• [Page extract]:
↓↓↓

Al Ross is changing the way people look at mansions in Houston.
When you're building custom mansions, it helps to be in River Oaks.
7 West Lane is typical of how atypical Al Ross makes over a home.
Walk into Al Ross Luxury Homes and there’s Al Ross himself in the coffee nook, fixing himself a cup. Ross offers to get you something, and seems almost eager to do it. There are no assistants or lackeys in sight.
Just the boss making coffee.
For a the founder and head of an ultra high-end luxury homebuilding company, Ross shows a striking lack of pretense. Sure, he’s is impeccably dressed, his teeth are so white they could blind, and his hair’s perfectly in place. But he displays little interest in having anyone fawn over him. Instead, Ross’ employees are working to make the company’s homes and luxury buildings better.
Besides, Ross is used to doing things himself. His Iranian parents sent him to America at age 13 to live with his older brother. He started his own sign company with $200 in his pocket at age 28. He built that into the No. 1 sign company in America before selling it.

↑↑↑

• [To do]:
1. In the Al Ross article, how much money did Ross have in his pocket when he started his own sign company?
2. Reproduce word for word the part of the Al Ross article from "For a the founder" up to and including "luxury buildings better.".
The entries have no connection to the Al Ross article.

(Dataset excerpts)

↓↓↓

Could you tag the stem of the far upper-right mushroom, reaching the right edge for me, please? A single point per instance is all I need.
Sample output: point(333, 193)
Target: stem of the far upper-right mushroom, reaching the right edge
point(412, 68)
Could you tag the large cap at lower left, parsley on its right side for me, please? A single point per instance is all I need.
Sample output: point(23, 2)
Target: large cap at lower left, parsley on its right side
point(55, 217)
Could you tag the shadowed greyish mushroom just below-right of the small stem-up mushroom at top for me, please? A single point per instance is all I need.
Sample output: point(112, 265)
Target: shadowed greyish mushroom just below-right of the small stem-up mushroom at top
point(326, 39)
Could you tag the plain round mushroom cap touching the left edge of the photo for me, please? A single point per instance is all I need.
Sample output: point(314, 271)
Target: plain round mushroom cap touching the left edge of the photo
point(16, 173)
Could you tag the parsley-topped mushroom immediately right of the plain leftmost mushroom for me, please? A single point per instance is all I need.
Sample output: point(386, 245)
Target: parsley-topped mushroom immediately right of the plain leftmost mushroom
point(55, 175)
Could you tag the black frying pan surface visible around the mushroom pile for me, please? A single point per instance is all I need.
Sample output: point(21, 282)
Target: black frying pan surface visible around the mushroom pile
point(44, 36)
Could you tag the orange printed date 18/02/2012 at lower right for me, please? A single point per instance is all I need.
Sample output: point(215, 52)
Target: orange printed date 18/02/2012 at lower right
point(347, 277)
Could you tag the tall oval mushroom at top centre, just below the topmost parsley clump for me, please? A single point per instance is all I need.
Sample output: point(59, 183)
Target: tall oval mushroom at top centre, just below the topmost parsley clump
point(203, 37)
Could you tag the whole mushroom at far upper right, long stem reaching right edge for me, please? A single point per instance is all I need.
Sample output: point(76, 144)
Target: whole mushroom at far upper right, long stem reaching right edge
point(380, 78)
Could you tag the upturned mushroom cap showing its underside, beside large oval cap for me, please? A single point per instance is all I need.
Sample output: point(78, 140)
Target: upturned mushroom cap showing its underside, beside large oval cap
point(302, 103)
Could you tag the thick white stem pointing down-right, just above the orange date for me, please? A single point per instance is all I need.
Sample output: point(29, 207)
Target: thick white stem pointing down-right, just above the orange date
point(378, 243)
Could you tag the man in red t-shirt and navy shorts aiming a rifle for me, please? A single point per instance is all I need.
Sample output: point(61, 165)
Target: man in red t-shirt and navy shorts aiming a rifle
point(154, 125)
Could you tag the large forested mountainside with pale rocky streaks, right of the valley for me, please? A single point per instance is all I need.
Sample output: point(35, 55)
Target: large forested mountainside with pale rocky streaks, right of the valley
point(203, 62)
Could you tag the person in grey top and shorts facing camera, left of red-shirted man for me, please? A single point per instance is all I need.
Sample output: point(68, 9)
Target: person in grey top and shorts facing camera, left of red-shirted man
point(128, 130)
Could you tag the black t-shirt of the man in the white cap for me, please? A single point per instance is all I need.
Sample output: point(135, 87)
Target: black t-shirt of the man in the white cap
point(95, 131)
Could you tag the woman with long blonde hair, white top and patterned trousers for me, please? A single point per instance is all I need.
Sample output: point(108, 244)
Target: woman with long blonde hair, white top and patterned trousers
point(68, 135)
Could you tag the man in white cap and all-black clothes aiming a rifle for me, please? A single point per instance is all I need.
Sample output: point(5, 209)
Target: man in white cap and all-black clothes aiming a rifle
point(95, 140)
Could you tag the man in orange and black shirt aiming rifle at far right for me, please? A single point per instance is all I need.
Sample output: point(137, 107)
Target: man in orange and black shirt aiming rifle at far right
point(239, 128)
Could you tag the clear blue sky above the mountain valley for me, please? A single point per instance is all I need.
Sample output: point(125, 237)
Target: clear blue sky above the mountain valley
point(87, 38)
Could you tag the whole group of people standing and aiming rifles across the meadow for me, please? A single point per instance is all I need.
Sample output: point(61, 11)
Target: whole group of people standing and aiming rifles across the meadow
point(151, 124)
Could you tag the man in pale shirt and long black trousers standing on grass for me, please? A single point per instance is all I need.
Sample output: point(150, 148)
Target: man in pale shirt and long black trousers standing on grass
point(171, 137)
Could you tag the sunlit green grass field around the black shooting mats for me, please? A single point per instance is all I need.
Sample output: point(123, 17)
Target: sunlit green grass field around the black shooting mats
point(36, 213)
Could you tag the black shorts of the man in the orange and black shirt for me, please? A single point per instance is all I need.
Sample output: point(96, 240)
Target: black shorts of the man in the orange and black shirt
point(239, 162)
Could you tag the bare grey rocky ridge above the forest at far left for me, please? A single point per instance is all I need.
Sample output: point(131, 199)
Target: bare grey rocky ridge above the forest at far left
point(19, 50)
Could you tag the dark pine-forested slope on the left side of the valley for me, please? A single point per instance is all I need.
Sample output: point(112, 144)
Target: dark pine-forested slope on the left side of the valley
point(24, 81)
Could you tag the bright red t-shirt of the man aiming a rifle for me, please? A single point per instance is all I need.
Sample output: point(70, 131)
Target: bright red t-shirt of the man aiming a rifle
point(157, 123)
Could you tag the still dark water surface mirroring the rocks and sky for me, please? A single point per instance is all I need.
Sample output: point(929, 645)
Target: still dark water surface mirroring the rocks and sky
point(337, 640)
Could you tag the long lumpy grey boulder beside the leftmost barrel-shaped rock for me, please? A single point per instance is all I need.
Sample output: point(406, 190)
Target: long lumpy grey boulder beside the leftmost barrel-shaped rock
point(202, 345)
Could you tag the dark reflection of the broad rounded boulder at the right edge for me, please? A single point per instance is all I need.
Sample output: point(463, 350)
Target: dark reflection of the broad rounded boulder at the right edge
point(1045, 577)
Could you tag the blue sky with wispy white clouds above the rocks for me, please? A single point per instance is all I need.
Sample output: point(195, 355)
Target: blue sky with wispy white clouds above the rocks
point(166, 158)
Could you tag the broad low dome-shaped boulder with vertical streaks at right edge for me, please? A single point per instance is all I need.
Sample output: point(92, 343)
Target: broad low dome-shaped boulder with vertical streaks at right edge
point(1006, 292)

↑↑↑

• [Answers in order]:
1. He had $200 in his pocket.

2.
For a the founder and head of an ultra high-end luxury homebuilding company, Ross shows a striking lack of pretense. Sure, he’s is impeccably dressed, his teeth are so white they could blind, and his hair’s perfectly in place. But he displays little interest in having anyone fawn over him. Instead, Ross’ employees are working to make the company’s homes and luxury buildings better.